Reproduce every line of the listing below verbatim, leaving out the pictures.

──────── Provided information ────────

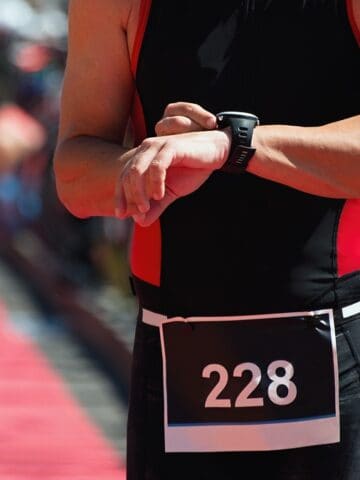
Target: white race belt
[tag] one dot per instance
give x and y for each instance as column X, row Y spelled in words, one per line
column 249, row 383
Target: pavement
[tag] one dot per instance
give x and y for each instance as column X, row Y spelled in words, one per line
column 79, row 342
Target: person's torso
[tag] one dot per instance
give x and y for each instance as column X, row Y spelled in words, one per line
column 242, row 244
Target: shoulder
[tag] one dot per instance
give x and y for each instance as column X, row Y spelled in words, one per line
column 354, row 13
column 106, row 15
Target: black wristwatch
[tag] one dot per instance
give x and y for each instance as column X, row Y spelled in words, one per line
column 242, row 125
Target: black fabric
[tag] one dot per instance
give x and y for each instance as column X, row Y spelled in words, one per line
column 262, row 245
column 241, row 244
column 146, row 437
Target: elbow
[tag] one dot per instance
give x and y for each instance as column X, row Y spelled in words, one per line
column 68, row 187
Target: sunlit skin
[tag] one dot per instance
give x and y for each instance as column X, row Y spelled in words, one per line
column 97, row 176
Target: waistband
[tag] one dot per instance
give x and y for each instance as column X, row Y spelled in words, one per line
column 341, row 314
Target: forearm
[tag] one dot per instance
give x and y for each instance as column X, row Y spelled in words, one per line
column 87, row 170
column 323, row 161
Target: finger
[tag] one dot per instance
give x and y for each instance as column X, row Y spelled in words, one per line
column 122, row 208
column 134, row 178
column 156, row 174
column 176, row 124
column 195, row 112
column 157, row 208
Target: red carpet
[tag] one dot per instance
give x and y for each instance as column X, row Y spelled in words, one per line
column 44, row 433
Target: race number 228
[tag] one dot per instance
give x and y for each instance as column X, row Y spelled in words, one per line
column 243, row 399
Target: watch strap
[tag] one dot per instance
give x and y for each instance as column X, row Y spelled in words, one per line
column 241, row 151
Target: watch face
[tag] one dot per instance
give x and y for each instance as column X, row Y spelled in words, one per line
column 249, row 116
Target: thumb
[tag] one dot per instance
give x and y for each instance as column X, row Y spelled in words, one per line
column 156, row 209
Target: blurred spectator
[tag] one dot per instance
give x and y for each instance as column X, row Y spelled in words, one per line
column 32, row 59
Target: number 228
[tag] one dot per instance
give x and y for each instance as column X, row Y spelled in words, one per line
column 243, row 399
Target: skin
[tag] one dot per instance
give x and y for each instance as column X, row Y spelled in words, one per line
column 97, row 176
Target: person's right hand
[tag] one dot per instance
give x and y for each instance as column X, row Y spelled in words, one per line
column 164, row 168
column 182, row 117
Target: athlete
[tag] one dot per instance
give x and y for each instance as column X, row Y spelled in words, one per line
column 230, row 133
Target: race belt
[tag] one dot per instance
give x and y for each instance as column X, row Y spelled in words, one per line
column 249, row 383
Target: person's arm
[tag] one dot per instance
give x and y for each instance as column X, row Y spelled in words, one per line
column 96, row 99
column 322, row 160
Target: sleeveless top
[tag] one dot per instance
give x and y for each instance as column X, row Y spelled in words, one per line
column 242, row 244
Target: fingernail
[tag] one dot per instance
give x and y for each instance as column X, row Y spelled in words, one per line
column 143, row 208
column 138, row 217
column 211, row 123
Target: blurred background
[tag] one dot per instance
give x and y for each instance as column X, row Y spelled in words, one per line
column 64, row 289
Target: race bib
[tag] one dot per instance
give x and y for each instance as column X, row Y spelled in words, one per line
column 250, row 383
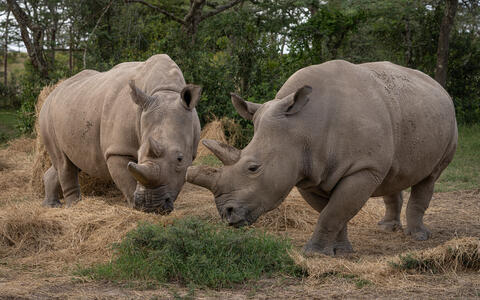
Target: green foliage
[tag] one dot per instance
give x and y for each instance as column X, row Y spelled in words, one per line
column 192, row 251
column 357, row 280
column 463, row 173
column 254, row 47
column 8, row 124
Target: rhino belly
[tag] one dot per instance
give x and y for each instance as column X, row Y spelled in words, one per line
column 76, row 122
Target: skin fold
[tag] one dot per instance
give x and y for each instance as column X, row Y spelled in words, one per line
column 340, row 133
column 135, row 124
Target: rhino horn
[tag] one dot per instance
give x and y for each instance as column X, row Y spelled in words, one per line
column 140, row 172
column 227, row 154
column 204, row 176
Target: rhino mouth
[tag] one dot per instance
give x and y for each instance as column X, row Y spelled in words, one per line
column 156, row 200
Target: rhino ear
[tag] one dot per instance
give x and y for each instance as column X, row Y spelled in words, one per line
column 203, row 176
column 293, row 103
column 244, row 108
column 138, row 96
column 190, row 96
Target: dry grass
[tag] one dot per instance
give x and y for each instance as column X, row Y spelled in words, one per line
column 293, row 213
column 215, row 130
column 89, row 185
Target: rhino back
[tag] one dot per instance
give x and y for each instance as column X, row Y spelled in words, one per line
column 393, row 120
column 91, row 115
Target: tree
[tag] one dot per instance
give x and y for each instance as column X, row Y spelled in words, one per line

────────

:: Solution ::
Target: white race belt
[tag] one dot per instance
give x and y for each instance as column X, row Y spelled in words, one per line
column 249, row 383
Target: pavement
[tag] one dot per instance
give x and y for each instance as column X, row Y spelled in words, one per line
column 79, row 342
Target: person's torso
[tag] one dot per instance
give x and y for each instance as column X, row Y spelled in words, one per line
column 242, row 244
Target: shoulder
[tag] one dot per instance
give x and y for each instance as column X, row Y spelled in words, one per line
column 354, row 13
column 106, row 15
Target: black wristwatch
[tag] one dot per instance
give x and y for each instance as column X, row Y spelled in words, one per line
column 242, row 125
Target: black fabric
[tag] one dot per instance
give x and y for each instance as column X, row Y spelled in words, one per line
column 262, row 245
column 241, row 244
column 146, row 437
Target: elbow
[tag] one dot per instance
give x and y for each instance as column X, row Y spelled in words, one per line
column 68, row 187
Target: sunlit skin
[tag] one dot per instance
give x and y for each instance as column X, row Y spelled in words, one per line
column 97, row 176
Target: waistband
[tag] one dot per instance
give x and y for each instance as column X, row Y spelled in words, one per line
column 341, row 314
Target: forearm
[tag] one dot per instance
give x and y for each instance as column X, row Y spelled in words, one per line
column 87, row 170
column 323, row 161
Target: finger
[tag] one dot per instance
give x and y for each instance as column X, row Y spelled in words, one per line
column 122, row 208
column 134, row 178
column 156, row 174
column 176, row 124
column 195, row 112
column 157, row 208
Target: red carpet
[tag] one dot per instance
give x and y for each instance as column X, row Y spelled in words, one per line
column 44, row 433
Target: race number 228
[tag] one dot per instance
give x and y for each instance as column X, row Y spelled in words, one per line
column 243, row 399
Target: watch strap
[tag] one dot per instance
give x and y for each instance as column X, row Y spelled in words, one per line
column 241, row 151
Target: watch face
[tag] one dot per instance
give x and y for each instance as column X, row Y spelled in words, one per line
column 249, row 116
Target: thumb
[tag] one dot per instance
give x and y for each instance as column X, row Y spelled in words, one per line
column 156, row 209
Target: blurred spectator
[tag] one dot per instance
give x and y for each instance as column X, row Y spelled in words, one per line
column 32, row 59
Target: number 228
[tag] one dot per instance
give x and y for each instance as column X, row Y spelled in words, one per line
column 243, row 399
Target: skin
[tag] one dot per instance
give x and y for each instance as column X, row Y spelled in words, one per line
column 97, row 176
Target: person's right hand
[tag] one dot per instance
give x and y for each instance as column X, row Y spelled in words, one per line
column 164, row 168
column 182, row 117
Target: athlete
[tag] one dot per instance
give x and y for each instance as column X, row Y spelled in words, one per line
column 230, row 133
Target: race belt
[tag] one dot per instance
give x and y for each instance as column X, row Y spelled in words, one per line
column 249, row 383
Target: person's arm
[tag] one dot per instance
give x and y for each instance as column X, row Y spelled in words, one per line
column 96, row 99
column 322, row 160
Target: sleeveless top
[tag] one dot per instance
give x and y for each instance as column X, row Y spelled in words, one per line
column 242, row 244
Target: fingernail
[tag] one dot per instance
give x and y for each instance as column X, row Y spelled in words, one per line
column 143, row 208
column 138, row 217
column 211, row 123
Target: blurred background
[tag] one dot per instance
give x and y for each instance as column X, row Y spelled in words, one per line
column 64, row 289
Target: race bib
[tag] one dot per instance
give x and y for each instance as column X, row Y spelled in words, one per line
column 250, row 383
Target: green foliage
[tag] one dot per instance
give x and y for each instance as column X, row Y spelled in words, one per line
column 192, row 251
column 357, row 280
column 463, row 173
column 254, row 47
column 8, row 124
Target: rhino belly
[tag] one dot per instance
give x and y for each instance as column X, row Y spelled in words, one per line
column 76, row 122
Target: skin fold
[tag] one dot per instance
give x and y for each instance as column X, row Y spelled in words, one per line
column 340, row 133
column 135, row 124
Target: rhino horn
[tag] one dot per instance
give x and y for each instance as column X, row Y spelled in words, one per line
column 140, row 172
column 227, row 154
column 204, row 176
Target: rhino mouth
[tag] one dot per instance
give x and y for each instance as column X, row Y spelled in words, one per line
column 156, row 200
Target: rhino ear
[tag] one dot per instance
give x and y for each instance as column X, row Y spelled in words, one per line
column 203, row 176
column 293, row 103
column 244, row 108
column 138, row 96
column 190, row 96
Target: dry grass
[tag] one dot per instance
give x and y for each instance as column X, row Y spelled in words, one per line
column 293, row 213
column 215, row 130
column 89, row 185
Target: rhino back
[tag] one dot per instance
give x and y for each instance as column X, row Y spelled in words, one per line
column 393, row 120
column 91, row 115
Target: tree
[tag] one dot per instance
give x and y for each instance as column X, row Y spelled in words, one per line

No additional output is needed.